+++ Testo scelto +++

Ricette tipiche siciliane

Le ricette tipiche della Sicilia
“Santa Lucia, Santa Lucia, supra un munti chi sidia. Passau Gesù ccu Maria e cci rissi: – Lucia, Lucia, chi fai supra un munti? -. -Caru Maistru, caru Maistru, haju ‘na fitta all’occhiu, ch”un pozzu abbintari. – Si vai a lu me’ ortu, cc’è simenza di finocchiu: cu li me’ manu la chiantavi, cu li me’ piedi la pistavi, cu la me ‘vucca la binidissi: tagliati, purpu, e ‘un cumparissi“.
Mi ha recitato lo “scongiuro” vecchia donna di Salaparuta; con audace esegesi mi chiariva il perchè della finocchiella, dei finocchietti di montagna, nella pasta cui sardi. Non ne ero certo convinto; avrei potuto, con poco rispettto della sua ingenua fede, ricordarle historia che anche avevo raccolto: “Santa Lucia ‘n càmmira stasia, oru tagghiava e argentu cusia. Passan lu Signuri ccu Maria e cci rissi; – Chi fai, Lucia? – Cugghii ‘na rama ri finocchiu e mi ui ‘na muchiedda nna l’occhiu. – Susi, Lucia, ca nenti è!”.
L’orzaiolo era entrato, e non uscito, a causa del finocchio. Non era quella l’origine, e chissà quale, della presenza della finocchiella nella pasta con le sarde. Le ero grato tuttavia; aveva dato conferma, non meditata, a suggestione: i piatti sono qui, in misura più ampia e determinante che altrove, rituali; costante in queste terre il sovrapporsi in intrico, a volte indistricabile, di sacro e profano.

Retaggio forse del groviglio, o meglio dell’intreccio, di civiltà; davvero la Sicilia è stata al centro di quattromila anni di storia mediterranea, davvero non ti sorprendi, un po’ che tu le abbia battute, le terre assolate: colonne dei templi greci sostengono architravi di cattedrali; quadrati massi dell’impero romano medievali castelli; i campanili furono minareti; moschee le chiese; il barocco fiorisce sui cunicoli del quaternario in qualche caso ancora abitati.

+++

* _Compito A_: Nel testo sulle ricette tipiche siciliane, elenca tutti i personaggi che compaiono nello scongiuro che inizia con "Santa Lucia, Santa Lucia, supra un munti chi sidia".
* _Compito B_: Prosegui il testo sulle ricette tipiche siciliane a partire dall'ultima frase riportata.
Le voci riportate qui sotto sono materiale separato dal testo.

+++ Voci fornite +++

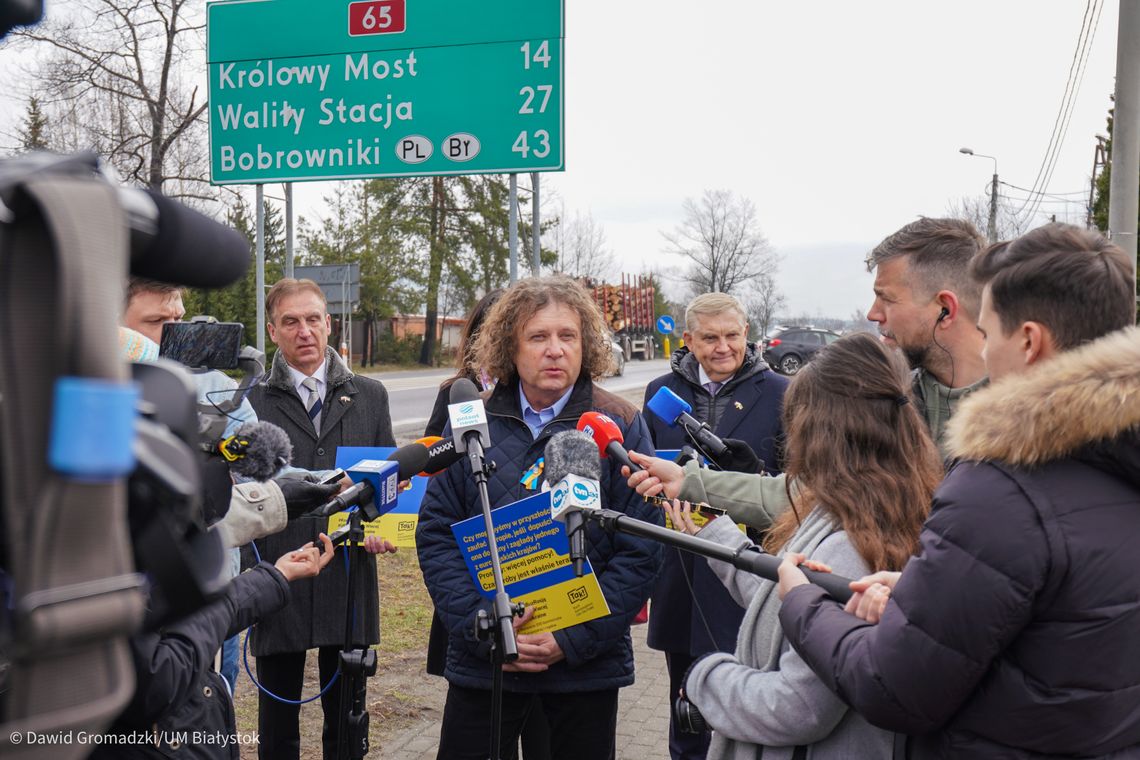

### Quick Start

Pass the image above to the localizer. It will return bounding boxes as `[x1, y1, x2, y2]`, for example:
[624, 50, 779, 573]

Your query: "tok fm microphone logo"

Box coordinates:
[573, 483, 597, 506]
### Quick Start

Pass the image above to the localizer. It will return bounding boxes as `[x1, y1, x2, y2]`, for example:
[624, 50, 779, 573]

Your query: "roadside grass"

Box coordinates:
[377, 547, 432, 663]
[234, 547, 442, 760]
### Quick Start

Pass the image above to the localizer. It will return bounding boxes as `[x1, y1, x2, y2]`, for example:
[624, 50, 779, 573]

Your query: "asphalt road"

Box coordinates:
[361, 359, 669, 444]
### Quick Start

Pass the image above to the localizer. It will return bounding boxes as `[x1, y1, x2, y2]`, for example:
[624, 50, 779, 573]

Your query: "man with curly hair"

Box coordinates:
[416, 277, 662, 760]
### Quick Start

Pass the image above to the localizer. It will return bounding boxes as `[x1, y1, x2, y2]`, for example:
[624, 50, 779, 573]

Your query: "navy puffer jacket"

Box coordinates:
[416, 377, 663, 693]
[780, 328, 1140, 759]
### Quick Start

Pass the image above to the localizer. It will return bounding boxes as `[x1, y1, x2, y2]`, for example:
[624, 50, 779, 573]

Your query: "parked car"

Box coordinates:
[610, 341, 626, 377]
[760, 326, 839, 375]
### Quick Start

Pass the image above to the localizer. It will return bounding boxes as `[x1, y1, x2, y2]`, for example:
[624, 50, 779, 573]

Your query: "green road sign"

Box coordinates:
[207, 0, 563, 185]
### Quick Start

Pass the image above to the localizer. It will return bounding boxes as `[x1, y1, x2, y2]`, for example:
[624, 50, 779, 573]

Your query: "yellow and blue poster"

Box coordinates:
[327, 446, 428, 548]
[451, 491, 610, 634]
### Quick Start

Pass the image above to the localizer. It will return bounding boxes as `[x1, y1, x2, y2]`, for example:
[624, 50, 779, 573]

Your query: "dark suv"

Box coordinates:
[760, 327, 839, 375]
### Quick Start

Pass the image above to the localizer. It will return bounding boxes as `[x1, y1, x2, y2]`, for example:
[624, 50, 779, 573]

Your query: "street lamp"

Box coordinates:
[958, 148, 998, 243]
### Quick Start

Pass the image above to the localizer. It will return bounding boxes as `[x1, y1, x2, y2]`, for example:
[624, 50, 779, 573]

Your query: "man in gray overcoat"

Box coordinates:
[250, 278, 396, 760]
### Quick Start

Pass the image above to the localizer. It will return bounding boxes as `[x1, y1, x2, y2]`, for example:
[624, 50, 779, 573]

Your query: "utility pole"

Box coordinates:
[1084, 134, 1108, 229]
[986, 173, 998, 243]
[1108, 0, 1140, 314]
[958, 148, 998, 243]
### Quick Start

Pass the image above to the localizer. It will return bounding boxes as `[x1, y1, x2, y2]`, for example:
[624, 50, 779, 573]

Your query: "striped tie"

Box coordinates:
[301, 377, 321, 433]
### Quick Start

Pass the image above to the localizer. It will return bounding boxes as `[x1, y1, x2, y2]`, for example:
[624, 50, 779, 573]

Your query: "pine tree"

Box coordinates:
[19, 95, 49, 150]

+++

* _Risultato A_:
- Lucia (Santa Lucia)
- Gesù (chiamato anche "Caru Maistru")
- Maria

* _Risultato B_:
Questo sapore, una bella esperienza, confessalo, l’hanno un po’ tutti i cibi di Sicilia, perchè in tutti ritrovi, forse sotto una scorza rude, come l’arancia, freschezza ed innocenza. Dai frutti e dalle verdure cibi esaltanti, in un arco vastissimo per ampiezza e differenza: dalla pasta con le sarde alle petronciane; dalle popolaresche arancine al caciu, ancora più rustico, all’argintera; dal cùscusu che ti sovviene la vicina Africa alla pazienta simula originaria; dai cannoli alla cassata.

Il sole, il mare e la terra sono gli ingredienti fondamentali di quei sapori tipici che solo la Sicilia sa dare.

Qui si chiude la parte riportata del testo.